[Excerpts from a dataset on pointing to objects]
▬▬▬▬▬▬▬▬▬▬

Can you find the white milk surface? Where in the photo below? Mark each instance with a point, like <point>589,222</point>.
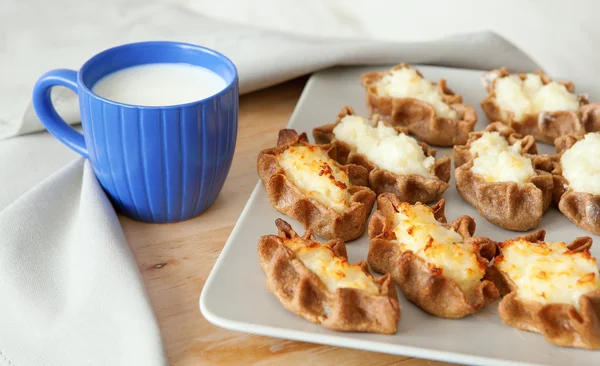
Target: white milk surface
<point>160,84</point>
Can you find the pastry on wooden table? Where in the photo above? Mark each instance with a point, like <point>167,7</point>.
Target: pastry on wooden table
<point>577,179</point>
<point>396,162</point>
<point>315,281</point>
<point>534,104</point>
<point>303,182</point>
<point>509,187</point>
<point>496,138</point>
<point>438,266</point>
<point>550,288</point>
<point>430,111</point>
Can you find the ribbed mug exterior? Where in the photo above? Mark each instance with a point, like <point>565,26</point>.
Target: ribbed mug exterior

▬▬▬▬▬▬▬▬▬▬

Copy every one of the lines above word for word, omitting the pictures.

→ **OUTPUT**
Can you find the white milk surface? Where in the photo below? Mark each instance with a point, like <point>589,222</point>.
Target: white milk surface
<point>160,84</point>
Can you find the pastry on wooden table? Where in the photo above? Mark each instance with a point, like <point>167,7</point>.
Target: pastry on wooden table
<point>577,179</point>
<point>396,162</point>
<point>315,281</point>
<point>534,104</point>
<point>303,182</point>
<point>509,187</point>
<point>496,138</point>
<point>438,266</point>
<point>550,288</point>
<point>430,111</point>
Can you find the ribbed mug exterior? Where in the photo above? Mark each instance with a point, like <point>565,26</point>.
Target: ribbed mug exterior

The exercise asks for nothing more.